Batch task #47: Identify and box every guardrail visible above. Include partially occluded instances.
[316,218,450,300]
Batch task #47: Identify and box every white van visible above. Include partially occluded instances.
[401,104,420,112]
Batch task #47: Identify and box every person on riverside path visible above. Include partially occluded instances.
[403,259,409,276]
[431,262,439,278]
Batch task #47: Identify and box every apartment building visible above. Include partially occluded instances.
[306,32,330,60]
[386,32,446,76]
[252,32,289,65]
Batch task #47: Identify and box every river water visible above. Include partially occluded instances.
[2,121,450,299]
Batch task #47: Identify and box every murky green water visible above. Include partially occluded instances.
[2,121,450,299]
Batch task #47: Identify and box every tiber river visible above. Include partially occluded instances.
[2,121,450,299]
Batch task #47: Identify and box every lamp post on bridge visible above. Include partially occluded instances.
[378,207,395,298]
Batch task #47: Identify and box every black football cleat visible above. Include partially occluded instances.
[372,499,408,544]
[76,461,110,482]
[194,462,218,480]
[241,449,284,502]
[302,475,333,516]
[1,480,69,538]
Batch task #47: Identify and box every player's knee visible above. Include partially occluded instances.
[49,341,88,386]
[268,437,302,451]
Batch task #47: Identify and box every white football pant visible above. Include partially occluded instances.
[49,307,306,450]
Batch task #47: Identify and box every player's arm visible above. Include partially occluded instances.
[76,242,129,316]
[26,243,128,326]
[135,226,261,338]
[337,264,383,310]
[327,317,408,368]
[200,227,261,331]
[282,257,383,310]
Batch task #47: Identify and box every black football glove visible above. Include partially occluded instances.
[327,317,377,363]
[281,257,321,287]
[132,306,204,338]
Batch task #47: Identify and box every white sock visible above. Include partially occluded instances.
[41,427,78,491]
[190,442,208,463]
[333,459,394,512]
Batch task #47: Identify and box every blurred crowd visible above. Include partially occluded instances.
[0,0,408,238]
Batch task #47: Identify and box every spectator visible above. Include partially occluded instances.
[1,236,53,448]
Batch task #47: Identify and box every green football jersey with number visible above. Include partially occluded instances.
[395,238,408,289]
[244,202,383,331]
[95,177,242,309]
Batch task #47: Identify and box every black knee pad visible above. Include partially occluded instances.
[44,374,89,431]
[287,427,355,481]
==========
● **The exercise**
Pull out each line above that contains the word "white", copying every such line in full. Case counts.

● **Answer in full**
Batch task #47: Identify and box every white van visible above. Include partially occluded instances.
Batch task #47: Identify and box every white football pant visible above. Include partially occluded instances.
Batch task #47: Identify and box every white sock visible above. Include partially occluded instances.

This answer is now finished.